__DATA EXCERPTS__
▼

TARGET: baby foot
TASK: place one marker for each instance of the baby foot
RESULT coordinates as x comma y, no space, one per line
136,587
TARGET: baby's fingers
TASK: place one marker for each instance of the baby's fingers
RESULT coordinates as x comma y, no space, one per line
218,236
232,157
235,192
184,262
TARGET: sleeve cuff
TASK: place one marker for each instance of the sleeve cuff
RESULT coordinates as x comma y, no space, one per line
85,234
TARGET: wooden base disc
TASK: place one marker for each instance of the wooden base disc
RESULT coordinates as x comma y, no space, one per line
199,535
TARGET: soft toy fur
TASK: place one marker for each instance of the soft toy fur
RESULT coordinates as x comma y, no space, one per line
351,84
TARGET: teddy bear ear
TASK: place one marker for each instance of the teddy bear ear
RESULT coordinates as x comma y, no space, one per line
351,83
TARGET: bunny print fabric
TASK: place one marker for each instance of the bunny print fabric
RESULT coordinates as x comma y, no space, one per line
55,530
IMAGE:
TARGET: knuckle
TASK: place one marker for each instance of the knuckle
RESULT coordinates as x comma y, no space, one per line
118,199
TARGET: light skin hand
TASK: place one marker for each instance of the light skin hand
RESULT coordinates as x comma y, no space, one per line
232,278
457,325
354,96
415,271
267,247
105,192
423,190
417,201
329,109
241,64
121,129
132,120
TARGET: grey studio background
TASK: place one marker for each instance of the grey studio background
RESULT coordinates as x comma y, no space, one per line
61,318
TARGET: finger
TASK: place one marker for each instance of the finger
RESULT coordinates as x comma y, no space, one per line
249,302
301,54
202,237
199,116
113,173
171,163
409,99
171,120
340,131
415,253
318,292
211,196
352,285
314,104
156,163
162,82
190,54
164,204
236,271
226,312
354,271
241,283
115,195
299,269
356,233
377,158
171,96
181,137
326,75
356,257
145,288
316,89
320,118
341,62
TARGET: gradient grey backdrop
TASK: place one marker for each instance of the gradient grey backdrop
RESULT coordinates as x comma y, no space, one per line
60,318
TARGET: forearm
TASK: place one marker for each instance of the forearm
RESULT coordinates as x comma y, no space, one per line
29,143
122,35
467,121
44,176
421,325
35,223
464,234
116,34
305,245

▲
▼

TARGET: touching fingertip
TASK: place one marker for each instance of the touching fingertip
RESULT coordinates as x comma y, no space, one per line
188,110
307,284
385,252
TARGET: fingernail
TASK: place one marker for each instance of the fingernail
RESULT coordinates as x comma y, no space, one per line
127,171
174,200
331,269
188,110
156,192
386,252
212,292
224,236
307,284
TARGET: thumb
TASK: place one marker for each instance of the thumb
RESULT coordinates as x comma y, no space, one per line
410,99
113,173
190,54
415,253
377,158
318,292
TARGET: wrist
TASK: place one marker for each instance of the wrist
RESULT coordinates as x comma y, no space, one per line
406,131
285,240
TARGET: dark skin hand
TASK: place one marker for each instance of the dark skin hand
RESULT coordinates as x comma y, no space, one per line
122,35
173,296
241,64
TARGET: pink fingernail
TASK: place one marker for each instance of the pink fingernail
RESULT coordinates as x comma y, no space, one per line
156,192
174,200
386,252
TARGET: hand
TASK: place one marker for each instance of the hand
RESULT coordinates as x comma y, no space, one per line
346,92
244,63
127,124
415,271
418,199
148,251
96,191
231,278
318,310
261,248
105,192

▲
▼

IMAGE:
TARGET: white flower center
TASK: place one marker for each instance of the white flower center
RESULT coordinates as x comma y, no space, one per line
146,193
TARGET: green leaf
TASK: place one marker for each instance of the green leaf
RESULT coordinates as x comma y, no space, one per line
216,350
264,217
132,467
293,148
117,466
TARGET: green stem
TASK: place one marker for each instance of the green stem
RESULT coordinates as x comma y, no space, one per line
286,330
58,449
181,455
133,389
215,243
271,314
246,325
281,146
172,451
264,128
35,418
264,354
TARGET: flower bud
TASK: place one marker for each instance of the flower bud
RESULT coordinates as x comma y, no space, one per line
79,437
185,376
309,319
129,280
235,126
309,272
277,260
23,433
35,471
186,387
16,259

▲

__WHAT THE TASK REQUIRES__
Pull out every line of the records above that contains the string "center", matching case exactly.

__FINISHED EXERCISE__
TARGET: white flower center
TASK: place one marker for each instance of the white flower center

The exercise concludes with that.